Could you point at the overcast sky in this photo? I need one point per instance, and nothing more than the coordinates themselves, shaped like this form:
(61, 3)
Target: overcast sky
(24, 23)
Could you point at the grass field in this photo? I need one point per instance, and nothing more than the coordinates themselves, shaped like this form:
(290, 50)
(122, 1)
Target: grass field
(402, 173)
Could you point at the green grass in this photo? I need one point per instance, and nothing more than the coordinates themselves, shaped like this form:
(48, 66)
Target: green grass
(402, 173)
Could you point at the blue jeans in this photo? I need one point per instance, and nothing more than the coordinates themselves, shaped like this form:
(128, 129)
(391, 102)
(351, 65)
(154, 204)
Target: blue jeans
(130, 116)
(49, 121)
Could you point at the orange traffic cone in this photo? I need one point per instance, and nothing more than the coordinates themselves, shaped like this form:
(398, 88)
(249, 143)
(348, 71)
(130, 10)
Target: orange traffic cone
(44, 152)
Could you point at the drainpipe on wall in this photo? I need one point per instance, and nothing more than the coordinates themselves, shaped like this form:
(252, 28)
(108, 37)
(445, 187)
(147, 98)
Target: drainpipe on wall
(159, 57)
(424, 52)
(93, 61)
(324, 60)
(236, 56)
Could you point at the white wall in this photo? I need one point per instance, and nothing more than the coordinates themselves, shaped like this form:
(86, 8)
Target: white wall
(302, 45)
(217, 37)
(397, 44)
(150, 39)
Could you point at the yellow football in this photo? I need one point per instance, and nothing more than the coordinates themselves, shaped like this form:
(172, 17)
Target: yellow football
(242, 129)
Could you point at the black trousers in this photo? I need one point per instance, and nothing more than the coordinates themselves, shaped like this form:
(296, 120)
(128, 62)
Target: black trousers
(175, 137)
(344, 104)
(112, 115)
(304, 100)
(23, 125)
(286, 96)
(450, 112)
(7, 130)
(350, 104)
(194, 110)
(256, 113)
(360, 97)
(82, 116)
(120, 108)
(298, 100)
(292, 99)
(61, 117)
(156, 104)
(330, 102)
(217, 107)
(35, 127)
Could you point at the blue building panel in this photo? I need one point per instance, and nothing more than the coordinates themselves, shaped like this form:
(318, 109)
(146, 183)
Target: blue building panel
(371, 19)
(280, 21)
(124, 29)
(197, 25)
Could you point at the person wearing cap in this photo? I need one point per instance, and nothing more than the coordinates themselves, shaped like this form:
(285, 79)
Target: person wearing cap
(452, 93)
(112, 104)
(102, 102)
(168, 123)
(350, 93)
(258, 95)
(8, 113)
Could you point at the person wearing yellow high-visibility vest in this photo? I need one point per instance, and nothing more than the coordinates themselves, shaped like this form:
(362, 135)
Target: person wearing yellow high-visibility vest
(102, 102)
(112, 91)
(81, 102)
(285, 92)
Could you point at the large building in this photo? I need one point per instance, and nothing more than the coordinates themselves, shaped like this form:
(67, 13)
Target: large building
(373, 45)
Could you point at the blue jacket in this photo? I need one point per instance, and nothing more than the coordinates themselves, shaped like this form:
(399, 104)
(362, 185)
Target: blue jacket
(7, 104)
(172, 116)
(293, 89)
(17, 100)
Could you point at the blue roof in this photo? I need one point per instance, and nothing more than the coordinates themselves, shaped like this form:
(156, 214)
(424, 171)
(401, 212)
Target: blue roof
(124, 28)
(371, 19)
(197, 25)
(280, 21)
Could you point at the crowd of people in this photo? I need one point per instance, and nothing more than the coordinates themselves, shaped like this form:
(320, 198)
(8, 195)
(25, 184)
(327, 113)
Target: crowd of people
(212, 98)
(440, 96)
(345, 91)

=== Prompt ===
Give back all the records exactly as they stand.

=== Task response ===
Could you point at the overcast sky in this photo? I need one point per instance, and nothing more than the coordinates themselves, shaped like this form:
(61, 3)
Target: overcast sky
(24, 23)
Could you point at the grass field in this photo? I need one point per instance, and nothing more than the coordinates themselves, shaped like this form:
(290, 50)
(122, 1)
Target: grass field
(402, 173)
Could you point at the green grass in this photo? I need one point per instance, and nothing more than the coordinates themselves, shaped like this form:
(48, 66)
Target: green grass
(402, 173)
Could you point at the blue jeans in this photo? I need one point per instance, and nothing more than the coordinates themselves, shaped like this form:
(128, 129)
(391, 102)
(351, 65)
(154, 204)
Target: blue jeans
(130, 116)
(49, 121)
Could you point at the orange traffic cone in this photo? I need one point per instance, and nothing more than the coordinates themselves, shaped like this form:
(398, 88)
(249, 143)
(348, 71)
(130, 10)
Target: orange traffic cone
(44, 152)
Could you point at the drainpipe on wall in this photo? I need one point per instance, and nothing more than the coordinates themselves, shaped like this form:
(252, 28)
(108, 37)
(445, 187)
(147, 98)
Target: drainpipe on wall
(159, 57)
(424, 52)
(93, 61)
(324, 60)
(236, 56)
Could you point at the white wall in this photo? I need one point per instance, and nothing more than the coordinates themselves, shaped like this form:
(86, 8)
Target: white wall
(302, 45)
(217, 37)
(397, 44)
(150, 39)
Could you point at the yellow football in this photo? I need one point per instance, and nothing more than the coordinates themselves, shaped like this form:
(172, 17)
Target: yellow football
(242, 129)
Could you point at the black trousers in this photo? I need one point per instance, and nothing more than the coordinates themselves, shaped like this form:
(296, 120)
(128, 62)
Target: black trousers
(175, 137)
(344, 104)
(112, 115)
(304, 100)
(23, 125)
(286, 96)
(450, 112)
(7, 130)
(350, 104)
(194, 110)
(256, 113)
(360, 97)
(82, 116)
(120, 108)
(298, 100)
(292, 99)
(61, 117)
(156, 104)
(330, 102)
(217, 107)
(35, 127)
Could you point at the blue building panel in this photo? I need one point per instance, and nothing more than the coordinates themselves, shaped like this form:
(318, 109)
(146, 183)
Target: blue building panel
(371, 19)
(280, 21)
(124, 29)
(197, 25)
Could you point at the person wearing cap in this photo? I need one point per instance, and nothing more than the coordinates themselves, shaped like this form:
(285, 79)
Target: person wearing cap
(452, 93)
(112, 104)
(102, 102)
(168, 123)
(350, 93)
(258, 95)
(8, 113)
Could you point at the person wearing yellow high-visibility vest in this photo? I need one point per instance, and nothing more than the coordinates themselves, shaped like this form:
(362, 135)
Target: person wearing yellow high-visibility vest
(102, 102)
(112, 91)
(81, 102)
(285, 92)
Could you point at the large building in this photo? I need one point per instance, and nothing more than the coordinates themselves, shaped like this form:
(67, 13)
Target: large building
(373, 45)
Could you point at the blue jacket in this photo? I need one point per instance, and nothing more than the coordinates themselves, shaped like this form:
(399, 104)
(362, 185)
Target: blue jacket
(7, 104)
(172, 116)
(293, 89)
(17, 100)
Could you point at the blue roof in this photo? I need one point per instance, and nothing more than the coordinates themselves, shaped like this form:
(156, 214)
(424, 171)
(401, 212)
Target: blue roof
(124, 28)
(371, 19)
(197, 25)
(280, 21)
Could you point at the crowd of people in this photo? I need one point per instance, and nothing more than the coordinates themselves, shaped like this form:
(320, 198)
(8, 195)
(25, 184)
(327, 113)
Target: crowd of people
(212, 98)
(440, 96)
(345, 91)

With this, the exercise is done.